### SUPPLIED DATA
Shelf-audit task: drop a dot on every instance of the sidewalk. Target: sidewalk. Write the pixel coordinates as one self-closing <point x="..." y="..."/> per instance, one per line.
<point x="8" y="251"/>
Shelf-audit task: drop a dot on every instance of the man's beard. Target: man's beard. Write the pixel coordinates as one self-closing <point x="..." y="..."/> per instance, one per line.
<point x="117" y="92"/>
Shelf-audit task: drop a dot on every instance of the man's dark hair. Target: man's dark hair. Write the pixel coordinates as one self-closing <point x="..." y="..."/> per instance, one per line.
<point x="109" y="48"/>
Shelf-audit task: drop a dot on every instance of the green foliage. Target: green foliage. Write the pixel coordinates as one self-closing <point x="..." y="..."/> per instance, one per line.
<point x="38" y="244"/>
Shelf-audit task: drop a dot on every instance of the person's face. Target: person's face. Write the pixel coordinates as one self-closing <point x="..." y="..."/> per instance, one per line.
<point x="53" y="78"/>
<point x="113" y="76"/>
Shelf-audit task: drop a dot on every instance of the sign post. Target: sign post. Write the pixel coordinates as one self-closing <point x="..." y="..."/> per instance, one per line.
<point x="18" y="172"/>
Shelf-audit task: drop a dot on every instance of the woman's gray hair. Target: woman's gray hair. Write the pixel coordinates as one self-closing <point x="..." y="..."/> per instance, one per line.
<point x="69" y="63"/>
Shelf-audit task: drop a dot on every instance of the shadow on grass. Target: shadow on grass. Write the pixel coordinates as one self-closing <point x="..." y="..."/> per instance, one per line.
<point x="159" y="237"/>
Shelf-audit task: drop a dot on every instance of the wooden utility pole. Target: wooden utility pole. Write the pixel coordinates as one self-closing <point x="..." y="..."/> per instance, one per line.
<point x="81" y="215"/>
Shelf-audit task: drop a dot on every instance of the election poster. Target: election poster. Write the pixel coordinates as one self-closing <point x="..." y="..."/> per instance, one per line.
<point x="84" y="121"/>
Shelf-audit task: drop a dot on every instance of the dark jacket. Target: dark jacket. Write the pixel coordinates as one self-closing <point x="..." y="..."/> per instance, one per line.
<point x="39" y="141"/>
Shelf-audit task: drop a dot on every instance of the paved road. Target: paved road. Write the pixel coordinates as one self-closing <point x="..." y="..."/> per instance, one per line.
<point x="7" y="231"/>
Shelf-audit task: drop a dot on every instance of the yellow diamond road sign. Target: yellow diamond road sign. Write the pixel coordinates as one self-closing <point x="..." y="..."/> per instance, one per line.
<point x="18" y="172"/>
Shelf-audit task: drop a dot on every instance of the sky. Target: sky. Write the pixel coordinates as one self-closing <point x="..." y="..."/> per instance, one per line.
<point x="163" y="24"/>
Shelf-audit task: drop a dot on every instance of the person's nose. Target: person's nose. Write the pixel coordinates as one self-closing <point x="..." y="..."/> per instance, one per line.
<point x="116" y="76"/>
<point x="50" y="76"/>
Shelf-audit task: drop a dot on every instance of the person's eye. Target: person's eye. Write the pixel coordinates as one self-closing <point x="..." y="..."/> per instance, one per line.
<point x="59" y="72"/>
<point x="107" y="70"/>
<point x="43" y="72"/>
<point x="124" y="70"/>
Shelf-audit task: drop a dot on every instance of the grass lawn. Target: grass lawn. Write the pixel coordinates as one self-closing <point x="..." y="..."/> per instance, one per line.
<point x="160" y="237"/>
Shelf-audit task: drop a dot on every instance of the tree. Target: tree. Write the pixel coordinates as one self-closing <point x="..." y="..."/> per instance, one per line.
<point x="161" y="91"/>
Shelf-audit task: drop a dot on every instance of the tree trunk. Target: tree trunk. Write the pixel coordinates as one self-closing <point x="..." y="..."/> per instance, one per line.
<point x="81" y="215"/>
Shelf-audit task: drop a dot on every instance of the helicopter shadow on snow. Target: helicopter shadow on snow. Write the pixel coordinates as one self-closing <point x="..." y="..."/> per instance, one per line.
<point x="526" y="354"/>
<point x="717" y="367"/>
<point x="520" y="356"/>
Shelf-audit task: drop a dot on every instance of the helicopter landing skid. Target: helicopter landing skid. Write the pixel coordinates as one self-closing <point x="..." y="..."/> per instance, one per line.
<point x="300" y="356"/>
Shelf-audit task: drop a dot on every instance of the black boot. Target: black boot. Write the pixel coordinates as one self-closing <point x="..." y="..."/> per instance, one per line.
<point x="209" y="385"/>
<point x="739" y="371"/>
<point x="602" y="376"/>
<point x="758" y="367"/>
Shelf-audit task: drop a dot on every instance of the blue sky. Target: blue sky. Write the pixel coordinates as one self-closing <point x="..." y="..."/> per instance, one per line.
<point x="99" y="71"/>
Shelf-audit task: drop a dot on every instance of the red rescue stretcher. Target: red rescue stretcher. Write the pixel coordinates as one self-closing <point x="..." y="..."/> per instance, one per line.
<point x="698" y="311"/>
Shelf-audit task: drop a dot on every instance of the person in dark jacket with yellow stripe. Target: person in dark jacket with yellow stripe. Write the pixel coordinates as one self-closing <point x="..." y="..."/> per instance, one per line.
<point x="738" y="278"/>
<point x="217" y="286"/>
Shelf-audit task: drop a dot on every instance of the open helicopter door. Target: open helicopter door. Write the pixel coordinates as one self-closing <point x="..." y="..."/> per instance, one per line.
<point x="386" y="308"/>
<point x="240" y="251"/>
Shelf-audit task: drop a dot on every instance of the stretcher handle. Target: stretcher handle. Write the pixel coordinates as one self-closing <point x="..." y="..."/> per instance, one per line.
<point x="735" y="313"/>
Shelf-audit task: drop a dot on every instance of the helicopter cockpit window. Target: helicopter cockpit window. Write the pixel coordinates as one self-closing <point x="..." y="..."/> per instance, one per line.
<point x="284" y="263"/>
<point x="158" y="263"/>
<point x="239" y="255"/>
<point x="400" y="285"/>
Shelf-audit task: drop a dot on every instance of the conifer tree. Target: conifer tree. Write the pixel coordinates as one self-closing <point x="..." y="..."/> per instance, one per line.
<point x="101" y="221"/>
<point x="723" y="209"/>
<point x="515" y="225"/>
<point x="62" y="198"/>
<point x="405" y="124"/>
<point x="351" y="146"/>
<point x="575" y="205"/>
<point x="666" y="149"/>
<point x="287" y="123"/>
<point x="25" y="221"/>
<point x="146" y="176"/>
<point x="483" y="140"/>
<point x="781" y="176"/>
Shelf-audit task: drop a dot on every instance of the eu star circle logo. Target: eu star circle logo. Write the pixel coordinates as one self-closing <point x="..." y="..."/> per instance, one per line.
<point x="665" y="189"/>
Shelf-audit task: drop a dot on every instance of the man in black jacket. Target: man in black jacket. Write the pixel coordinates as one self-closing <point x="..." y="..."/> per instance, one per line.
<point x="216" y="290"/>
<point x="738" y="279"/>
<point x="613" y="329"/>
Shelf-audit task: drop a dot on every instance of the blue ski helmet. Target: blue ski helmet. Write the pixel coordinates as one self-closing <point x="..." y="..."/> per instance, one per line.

### WHAT YOU ARE ASKED TO DO
Retype the material above in full, keeping every word as it stands.

### TASK RESPONSE
Shelf-audit task: drop a dot on every instance of the sidewalk. Target: sidewalk. Write the pixel coordinates as one self-closing <point x="..." y="..."/> per instance, one per line.
<point x="8" y="251"/>
Shelf-audit task: drop a dot on every instance of the man's beard. Target: man's beard. Write the pixel coordinates as one self-closing <point x="..." y="..."/> per instance, one per line.
<point x="117" y="92"/>
Shelf-audit task: drop a dot on every instance of the man's dark hair. Target: man's dark hair. Write the pixel coordinates as one self-closing <point x="..." y="..."/> per instance, one per line.
<point x="109" y="48"/>
Shelf-audit task: drop a dot on every instance of the green foliage. Target: green foliage. Write the pixel coordinates as one self-closing <point x="..." y="..."/> per instance, one per line.
<point x="38" y="244"/>
Shelf-audit task: drop a dot on every instance of the person's face. Target: person's face. Write the pixel coordinates as one self-closing <point x="..." y="..."/> per instance, one per line.
<point x="53" y="78"/>
<point x="113" y="76"/>
Shelf-audit task: drop a dot on every instance of the sign post. Target: sign post. Write the pixel coordinates as one self-closing <point x="..." y="..."/> per instance, one per line.
<point x="18" y="172"/>
Shelf-audit task: drop a dot on every instance of the woman's gray hair. Target: woman's gray hair. Write the pixel coordinates as one self-closing <point x="..." y="..."/> per instance, one per line.
<point x="69" y="63"/>
Shelf-audit task: drop a dot on every instance of the shadow on grass. Target: shadow on grass. Write the pixel coordinates as one self-closing <point x="..." y="..."/> per instance, one per line.
<point x="159" y="237"/>
Shelf-audit task: drop a dot on every instance of the wooden utility pole. Target: wooden utility pole. Write the pixel coordinates as one self-closing <point x="..." y="..."/> per instance, one per line.
<point x="81" y="215"/>
Shelf-audit task: drop a dot on every instance of the election poster. Target: election poster. Write the pixel coordinates as one self-closing <point x="..." y="..."/> per instance, one per line.
<point x="84" y="121"/>
Shelf-audit task: drop a dot on every instance of the dark jacket. Target: dark jacket. Write the pixel coordinates as one self-closing <point x="..." y="..."/> per instance, one per line.
<point x="39" y="141"/>
Shelf-audit task: drop a dot on every instance of the paved road. Target: paved road. Write the pixel coordinates as one self-closing <point x="..." y="..."/> per instance, one per line.
<point x="7" y="231"/>
Shelf-audit task: drop a dot on every instance of the yellow diamond road sign. Target: yellow diamond road sign. Write the pixel coordinates as one self-closing <point x="..." y="..."/> per instance, one per line.
<point x="18" y="172"/>
Shelf-audit task: drop a dot on every instance of the sky. Target: sky. Write the pixel coordinates as one self-closing <point x="..." y="..."/> per instance, one per line.
<point x="163" y="24"/>
Shelf-audit task: drop a dot on every instance of the person's nose. Target: person's nose. Write the pixel coordinates as one self-closing <point x="..." y="..."/> per instance, one per line.
<point x="116" y="76"/>
<point x="50" y="76"/>
Shelf-audit task: drop a dot on every instance of the person's eye. Target: person's eye. Write the pixel coordinates as one self-closing <point x="..." y="..."/> per instance, one per line.
<point x="59" y="72"/>
<point x="107" y="70"/>
<point x="43" y="72"/>
<point x="124" y="70"/>
Shelf-audit task: drop a dot on every instance of the grass lawn. Target: grass lawn. Write the pixel coordinates as one self-closing <point x="..." y="..."/> per instance, one per line.
<point x="160" y="237"/>
Shelf-audit task: drop a dot on every instance of the tree. Target: tree. Write the pixel coordinates as one self-closing <point x="..." y="..."/> per instance, one per line.
<point x="161" y="91"/>
Shelf-audit task: drop a dot on every instance of the tree trunk. Target: tree trunk. Write the pixel coordinates as one self-closing <point x="..." y="..."/> per instance, one per line.
<point x="81" y="215"/>
Shelf-audit task: drop a dot on every instance of the helicopter shadow on snow. Target: helicopter shadow on snow. Write the pixel coordinates as one self-closing <point x="..." y="..."/> per instance, one per line.
<point x="526" y="354"/>
<point x="717" y="367"/>
<point x="520" y="356"/>
Shelf-audit task: drop a dot on every instance of the helicopter landing skid. Target: helicopter landing skid. Write the pixel coordinates as one self-closing <point x="..." y="..."/> per instance, one per line.
<point x="300" y="356"/>
Shelf-audit task: drop a dot on every instance of the black boot. Target: black boot. Write the pixel coordinates as one self-closing <point x="..." y="..."/> per instance, one per line.
<point x="209" y="385"/>
<point x="739" y="371"/>
<point x="602" y="376"/>
<point x="758" y="367"/>
Shelf-audit task: drop a dot on every instance of the blue sky. Target: blue sky. Write the pixel coordinates as one self-closing <point x="..." y="..."/> per instance, one per line.
<point x="99" y="71"/>
Shelf-audit task: drop a dot on every instance of the red rescue stretcher. Target: red rescue stretcher. Write the pixel coordinates as one self-closing <point x="..." y="..."/> per instance, one per line.
<point x="698" y="311"/>
Shelf-audit task: drop a dot on every instance of the person in dark jacket with yellow stripe. Target: person in dark jacket with yellow stripe. Write the pixel coordinates as one self-closing <point x="..." y="..."/> per instance, one per line.
<point x="738" y="278"/>
<point x="217" y="286"/>
Shelf-audit task: drop a dot on every instance of the open helicopter door. Target: open helicopter door. Write the pixel coordinates as one self-closing <point x="..." y="..."/> per instance, one per line.
<point x="386" y="308"/>
<point x="240" y="251"/>
Shelf-audit task: drop a dot on every instance of the stretcher handle. Target: stretcher handle. Write the pixel coordinates as one self-closing <point x="..." y="..."/> per instance, one per line.
<point x="735" y="313"/>
Shelf-audit task: drop a dot on every instance of the helicopter cockpit window. Target: helicopter cockpit window. Write the pixel coordinates as one self-closing <point x="..." y="..."/> per instance, one per line.
<point x="284" y="263"/>
<point x="158" y="263"/>
<point x="239" y="255"/>
<point x="400" y="285"/>
Shelf-audit task: drop a dot on every instance of the conifer tree. Target: conifer tree. Write the pixel coordinates as one self-closing <point x="..." y="..."/> per instance, one per line.
<point x="101" y="221"/>
<point x="723" y="209"/>
<point x="515" y="225"/>
<point x="62" y="198"/>
<point x="405" y="124"/>
<point x="351" y="146"/>
<point x="575" y="205"/>
<point x="666" y="149"/>
<point x="287" y="123"/>
<point x="25" y="221"/>
<point x="146" y="176"/>
<point x="483" y="140"/>
<point x="781" y="176"/>
Shelf-audit task: drop a dot on every instance of the eu star circle logo. Target: eu star circle logo. Write the pixel coordinates as one self-closing <point x="..." y="..."/> per instance, one per line.
<point x="665" y="189"/>
Shelf-audit task: drop a dot on every instance of the man in black jacket. Target: man in black jacket. Write the pixel coordinates as one self-closing <point x="..." y="..."/> per instance, one per line.
<point x="216" y="290"/>
<point x="738" y="279"/>
<point x="613" y="329"/>
Shelf-audit task: drop a dot on every instance of the blue ski helmet. Target: blue ski helmet. Write the pixel coordinates as one self-closing <point x="..." y="..."/> per instance, one per line.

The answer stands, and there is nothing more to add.